_Dataset entries_
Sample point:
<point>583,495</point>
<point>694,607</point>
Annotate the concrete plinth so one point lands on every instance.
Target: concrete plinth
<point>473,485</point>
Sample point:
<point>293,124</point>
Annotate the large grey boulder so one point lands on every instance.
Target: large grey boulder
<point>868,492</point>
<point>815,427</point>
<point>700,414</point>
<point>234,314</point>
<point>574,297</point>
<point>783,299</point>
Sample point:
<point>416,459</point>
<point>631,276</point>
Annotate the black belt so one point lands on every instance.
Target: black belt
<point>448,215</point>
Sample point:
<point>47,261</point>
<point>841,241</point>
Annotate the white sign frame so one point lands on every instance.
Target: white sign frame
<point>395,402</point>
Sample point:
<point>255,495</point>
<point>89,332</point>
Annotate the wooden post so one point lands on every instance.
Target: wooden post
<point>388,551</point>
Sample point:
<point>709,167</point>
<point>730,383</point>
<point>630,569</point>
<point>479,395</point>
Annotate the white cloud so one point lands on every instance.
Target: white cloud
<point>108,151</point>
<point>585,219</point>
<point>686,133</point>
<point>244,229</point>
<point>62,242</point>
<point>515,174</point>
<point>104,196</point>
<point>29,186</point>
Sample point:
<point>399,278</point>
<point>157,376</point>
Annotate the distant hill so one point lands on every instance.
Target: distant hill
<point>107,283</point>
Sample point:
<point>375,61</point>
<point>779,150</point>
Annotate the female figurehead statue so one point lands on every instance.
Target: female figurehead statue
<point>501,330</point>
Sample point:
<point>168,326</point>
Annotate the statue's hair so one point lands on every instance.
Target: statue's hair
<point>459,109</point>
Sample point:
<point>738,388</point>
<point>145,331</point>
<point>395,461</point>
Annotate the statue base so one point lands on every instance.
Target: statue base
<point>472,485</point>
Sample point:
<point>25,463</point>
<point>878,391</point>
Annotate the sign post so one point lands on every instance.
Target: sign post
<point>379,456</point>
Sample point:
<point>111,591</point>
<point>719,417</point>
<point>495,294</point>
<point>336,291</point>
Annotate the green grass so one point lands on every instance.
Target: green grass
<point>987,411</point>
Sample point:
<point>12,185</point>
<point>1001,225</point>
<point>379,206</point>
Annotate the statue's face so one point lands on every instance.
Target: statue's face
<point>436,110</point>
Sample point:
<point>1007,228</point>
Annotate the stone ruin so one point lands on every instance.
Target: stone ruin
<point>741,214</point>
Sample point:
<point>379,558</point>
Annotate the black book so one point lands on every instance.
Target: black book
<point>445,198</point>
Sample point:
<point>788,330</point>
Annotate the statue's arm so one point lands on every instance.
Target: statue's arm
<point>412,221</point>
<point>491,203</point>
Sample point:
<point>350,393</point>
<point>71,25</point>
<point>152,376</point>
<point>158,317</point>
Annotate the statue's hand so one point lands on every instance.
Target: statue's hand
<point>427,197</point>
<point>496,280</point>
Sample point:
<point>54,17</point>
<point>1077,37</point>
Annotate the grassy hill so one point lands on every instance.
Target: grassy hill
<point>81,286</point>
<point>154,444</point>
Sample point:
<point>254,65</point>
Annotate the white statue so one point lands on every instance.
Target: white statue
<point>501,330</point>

_TO DO_
The lines above starting at the one that contains "Target: statue's arm" and ending at the one that contains "Annotate the grassy" must be transcribed exactly, and no other lines may appear.

_ANSWER TO THIS PROBLEM_
Target: statue's arm
<point>412,221</point>
<point>491,203</point>
Sample point:
<point>350,393</point>
<point>71,25</point>
<point>152,376</point>
<point>158,317</point>
Annotate the statue's hand so one point lands on every instance.
Target: statue's hand
<point>427,197</point>
<point>496,280</point>
Sample point:
<point>54,17</point>
<point>1077,37</point>
Annotate the grassy hill so one point lands on every instance.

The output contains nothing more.